PASSAGE:

▽

Prudential Capital Group
Corporate Finance
Four Embarcadero Center, Suite 2700, San Francisco CA 94111
Tel 415 398-7310  Fax 415 421-6233





                                                            January 16, 2007


ALEXANDER & BALDWIN, INC.
822 Bishop Street
Honolulu, Hawaii  96813

Gentlemen:

Reference is made to (i) the Note Agreement (the "Existing Agreement") dated as
of June 4, 1993, by and between Alexander & Baldwin, Inc. (the "Company") and
A&B-Hawaii, Inc., on the one hand, and The Prudential Insurance Company of
America, on the other hand, and (ii) the Note Purchase and Private Shelf
Agreement (the "2006 Agreement") dated as of April 19, 2006, by and between the
Company, on the one hand, and Prudential Investment Management, Inc. and each
Prudential Affiliate (as defined therein) that is or may become bound by certain
provisions thereof on the other hand. Prior to the date hereof, A&B-Hawaii, Inc.
ceased to be a party to the Existing Agreement.

△

SHORT EXERCISE 1:
Answer from the letter:
(a) What date does the letter bear?
(b) As of what date is the Existing Agreement dated?
(c) Which party had ceased to be a party to the Existing Agreement before the date of the letter?
SHORT EXERCISE 2: Carry on the letter to Alexander & Baldwin from its last sentence.
The material after the letter is separate from it.

RECORDED DATA:
▽

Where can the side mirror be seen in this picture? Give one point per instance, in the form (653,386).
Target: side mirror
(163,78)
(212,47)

△

OUTPUT 1:
(a) January 16, 2007
(b) June 4, 1993
(c) A&B-Hawaii, Inc.

OUTPUT 2:
Pursuant to paragraph 11C of the Existing Agreement and for other good and
valuable consideration, the receipt and sufficiency of which is hereby
acknowledged, the undersigned and the Company hereby agree that:

1. (a) Notwithstanding anything in paragraph 6 of the Existing Agreement to the
contrary, the Company shall be deemed to be in compliance with or in default
under (as the case may be) paragraph 6 of the Existing Agreement by being in
compliance with or in default under (as the case may be) paragraph 6 of the 2006
Agreement as the same may be amended or otherwise modified from time to time.

   (b) No termination of the 2006 Agreement in whole or in part shall affect the
continued application to the Existing Agreement of paragraph 6 of the 2006
Agreement and, upon the written request of the Company or the undersigned,
paragraph 6 of the Existing Agreement shall be amended to restate such paragraph
in substantially the same form as then existing in paragraph 6 of the 2006
Agreement.

2. Notwithstanding anything to the contrary herein, the foregoing shall be of no
further force and effect on or after July 27, 2007, if on or before such date at
least $100,000,000 of notes have not been issued pursuant to the 2006 Agreement.

3. Notwithstanding anything in paragraph 5A of the Existing Agreement to the
contrary, the Company shall not be required to deliver an auditor's certificate
of non-default in connection with the Company's periodic delivery of audited
financial statements pursuant to paragraph 5A of the Existing Agreement.

4. This letter agreement shall be governed by the law of the State of
California, and shall be effective as of April 19, 2006.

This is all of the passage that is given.